# Task instructions
After locating the line that contains "Could you please point out the woman's nose", quote it and all lines after it through the end of the entries, and nothing more. Pictures stay out.

──────── Records to use ────────

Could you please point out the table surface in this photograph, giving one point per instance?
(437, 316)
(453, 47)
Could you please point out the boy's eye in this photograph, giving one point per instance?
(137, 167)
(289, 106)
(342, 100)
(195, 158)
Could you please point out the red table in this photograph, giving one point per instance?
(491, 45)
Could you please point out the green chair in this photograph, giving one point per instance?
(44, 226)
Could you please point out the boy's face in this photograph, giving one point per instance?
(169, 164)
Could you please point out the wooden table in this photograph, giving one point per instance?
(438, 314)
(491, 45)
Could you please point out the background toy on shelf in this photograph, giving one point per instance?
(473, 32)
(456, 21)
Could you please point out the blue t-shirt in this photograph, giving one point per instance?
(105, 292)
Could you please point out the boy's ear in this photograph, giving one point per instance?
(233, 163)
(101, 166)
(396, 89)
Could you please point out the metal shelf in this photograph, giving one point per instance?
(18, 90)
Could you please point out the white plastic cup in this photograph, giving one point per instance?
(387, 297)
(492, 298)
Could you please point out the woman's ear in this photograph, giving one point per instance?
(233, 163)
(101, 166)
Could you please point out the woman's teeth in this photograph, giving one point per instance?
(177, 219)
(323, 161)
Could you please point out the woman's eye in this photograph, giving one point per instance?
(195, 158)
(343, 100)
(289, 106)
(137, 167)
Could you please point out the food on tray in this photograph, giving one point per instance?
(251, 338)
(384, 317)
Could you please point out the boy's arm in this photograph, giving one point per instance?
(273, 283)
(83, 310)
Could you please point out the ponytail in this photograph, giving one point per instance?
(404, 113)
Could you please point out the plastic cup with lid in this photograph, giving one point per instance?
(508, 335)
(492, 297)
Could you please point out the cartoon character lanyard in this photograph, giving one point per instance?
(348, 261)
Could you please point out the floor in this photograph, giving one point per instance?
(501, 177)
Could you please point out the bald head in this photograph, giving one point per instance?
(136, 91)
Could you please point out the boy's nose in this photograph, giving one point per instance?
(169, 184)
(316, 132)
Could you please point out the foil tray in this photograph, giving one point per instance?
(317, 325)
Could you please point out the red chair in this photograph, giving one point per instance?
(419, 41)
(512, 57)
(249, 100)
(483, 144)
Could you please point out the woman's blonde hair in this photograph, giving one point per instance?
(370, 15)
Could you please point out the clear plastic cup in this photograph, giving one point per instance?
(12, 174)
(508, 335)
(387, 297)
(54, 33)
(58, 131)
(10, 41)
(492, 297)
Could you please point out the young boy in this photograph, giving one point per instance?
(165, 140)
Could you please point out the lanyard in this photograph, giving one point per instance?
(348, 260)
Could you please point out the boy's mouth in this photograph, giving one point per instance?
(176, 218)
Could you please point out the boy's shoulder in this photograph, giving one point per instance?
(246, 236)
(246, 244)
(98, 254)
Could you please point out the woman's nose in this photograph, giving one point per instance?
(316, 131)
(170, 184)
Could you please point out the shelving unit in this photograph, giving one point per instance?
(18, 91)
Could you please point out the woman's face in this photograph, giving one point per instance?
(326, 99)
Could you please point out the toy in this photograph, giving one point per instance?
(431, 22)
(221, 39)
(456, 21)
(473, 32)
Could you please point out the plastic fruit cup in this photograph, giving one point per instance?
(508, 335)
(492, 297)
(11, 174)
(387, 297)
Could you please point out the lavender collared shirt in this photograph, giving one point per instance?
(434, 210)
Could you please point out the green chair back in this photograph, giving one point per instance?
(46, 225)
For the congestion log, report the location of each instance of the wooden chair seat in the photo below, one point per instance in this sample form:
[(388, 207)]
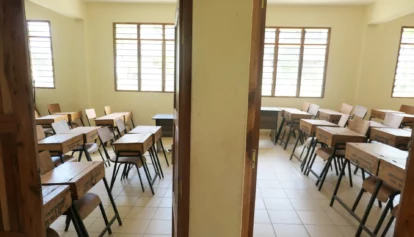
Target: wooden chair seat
[(326, 152), (51, 233), (87, 204), (385, 191), (66, 158)]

────────

# Solution
Could you please point out the woman's nose in this photograph, giving one point per instance?
(316, 131)
(170, 184)
Could you please point out the shelving unit in this photograph, giving one point per instance?
(18, 91)
Could you please point out the woman's face in this photograph, giving one point per instance?
(326, 99)
Could you please point out the toy in this photograph, giving one point per instance?
(431, 22)
(221, 39)
(456, 21)
(473, 32)
Could you please point out the plastic fruit cup in this photograph, giving one point per instance?
(508, 335)
(492, 297)
(11, 174)
(387, 297)
Could you please point out the lavender collared shirt in this photograph, giving one point per instance?
(434, 210)
Could you please point out the green chair back in this photograph, giving one point per instance?
(46, 225)
For the congestion log, report the location of each instance of the wooden chair seat in the photo below, one point per instance in this sample form:
[(388, 207)]
Target: wooden chair seat
[(326, 152), (51, 233), (87, 204), (385, 191), (66, 158)]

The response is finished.